(Items from a data source)
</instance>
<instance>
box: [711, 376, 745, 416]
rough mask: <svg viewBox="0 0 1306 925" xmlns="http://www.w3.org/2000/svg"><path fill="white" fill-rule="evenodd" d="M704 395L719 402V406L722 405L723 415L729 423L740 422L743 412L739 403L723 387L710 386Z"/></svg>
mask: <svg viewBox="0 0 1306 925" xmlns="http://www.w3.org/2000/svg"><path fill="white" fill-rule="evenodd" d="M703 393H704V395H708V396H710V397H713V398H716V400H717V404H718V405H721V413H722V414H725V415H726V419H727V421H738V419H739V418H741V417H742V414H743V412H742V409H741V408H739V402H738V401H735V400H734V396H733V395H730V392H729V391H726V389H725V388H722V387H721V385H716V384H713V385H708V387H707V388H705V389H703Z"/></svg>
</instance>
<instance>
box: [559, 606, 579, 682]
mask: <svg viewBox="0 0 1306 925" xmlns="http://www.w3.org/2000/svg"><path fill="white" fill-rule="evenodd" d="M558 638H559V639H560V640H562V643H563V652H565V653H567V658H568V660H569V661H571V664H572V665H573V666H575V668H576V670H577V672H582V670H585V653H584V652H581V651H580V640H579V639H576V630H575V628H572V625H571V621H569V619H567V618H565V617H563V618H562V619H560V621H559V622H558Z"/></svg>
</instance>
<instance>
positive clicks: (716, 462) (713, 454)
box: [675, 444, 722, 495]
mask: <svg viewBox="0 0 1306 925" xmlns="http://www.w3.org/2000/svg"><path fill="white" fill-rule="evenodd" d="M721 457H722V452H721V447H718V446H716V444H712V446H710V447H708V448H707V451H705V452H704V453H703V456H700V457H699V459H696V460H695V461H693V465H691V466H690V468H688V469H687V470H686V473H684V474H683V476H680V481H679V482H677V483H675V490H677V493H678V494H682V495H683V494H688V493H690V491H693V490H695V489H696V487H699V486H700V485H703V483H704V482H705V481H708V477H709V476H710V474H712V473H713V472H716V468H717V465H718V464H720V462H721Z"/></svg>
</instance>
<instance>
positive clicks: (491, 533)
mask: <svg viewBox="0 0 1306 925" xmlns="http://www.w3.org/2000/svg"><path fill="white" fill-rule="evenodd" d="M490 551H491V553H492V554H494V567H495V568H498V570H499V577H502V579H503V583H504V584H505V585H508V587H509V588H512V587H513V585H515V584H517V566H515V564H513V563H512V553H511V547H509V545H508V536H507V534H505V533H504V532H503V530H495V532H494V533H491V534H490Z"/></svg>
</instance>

ABOUT THIS EXERCISE:
When you transcribe the records above, keep every line exactly the same.

SOLUTION BELOW:
</instance>
<instance>
box: [711, 376, 745, 416]
rough mask: <svg viewBox="0 0 1306 925" xmlns="http://www.w3.org/2000/svg"><path fill="white" fill-rule="evenodd" d="M704 395L719 402V406L722 405L723 415L729 423L740 422L743 412L739 403L723 387L710 386Z"/></svg>
mask: <svg viewBox="0 0 1306 925" xmlns="http://www.w3.org/2000/svg"><path fill="white" fill-rule="evenodd" d="M703 393H704V395H708V396H710V397H713V398H716V400H717V404H718V405H721V413H722V414H725V415H726V419H727V421H738V419H739V418H741V417H742V414H743V412H742V409H741V408H739V402H738V401H735V400H734V396H733V395H730V392H729V391H726V389H725V388H722V387H721V385H716V384H713V385H708V387H707V388H705V389H703Z"/></svg>
</instance>
<instance>
box: [559, 606, 579, 682]
mask: <svg viewBox="0 0 1306 925" xmlns="http://www.w3.org/2000/svg"><path fill="white" fill-rule="evenodd" d="M558 638H559V639H560V640H562V643H563V652H565V653H567V658H568V660H569V661H571V664H572V665H573V666H575V668H576V670H577V672H582V670H585V653H584V652H581V651H580V640H579V639H576V630H575V628H572V625H571V621H569V619H567V618H565V617H563V618H562V619H560V621H559V622H558Z"/></svg>
</instance>
<instance>
positive clicks: (716, 462) (713, 454)
box: [675, 444, 722, 495]
mask: <svg viewBox="0 0 1306 925" xmlns="http://www.w3.org/2000/svg"><path fill="white" fill-rule="evenodd" d="M721 457H722V452H721V447H718V446H716V444H712V446H710V447H708V448H707V451H705V452H704V453H703V456H700V457H699V459H696V460H695V461H693V465H691V466H690V468H688V469H687V470H686V473H684V474H683V476H680V481H679V482H677V483H675V490H677V493H678V494H682V495H683V494H688V493H690V491H693V490H695V489H696V487H699V486H700V485H703V483H704V482H705V481H708V477H709V476H710V474H712V473H713V472H716V468H717V465H718V464H720V462H721Z"/></svg>
</instance>
<instance>
positive clicks: (491, 533)
mask: <svg viewBox="0 0 1306 925" xmlns="http://www.w3.org/2000/svg"><path fill="white" fill-rule="evenodd" d="M490 551H491V553H492V554H494V567H495V568H498V570H499V577H502V579H503V583H504V584H505V585H508V587H509V588H512V587H513V585H515V584H517V566H515V564H513V563H512V553H511V547H509V545H508V536H507V534H505V533H504V532H503V530H495V532H494V533H491V534H490Z"/></svg>
</instance>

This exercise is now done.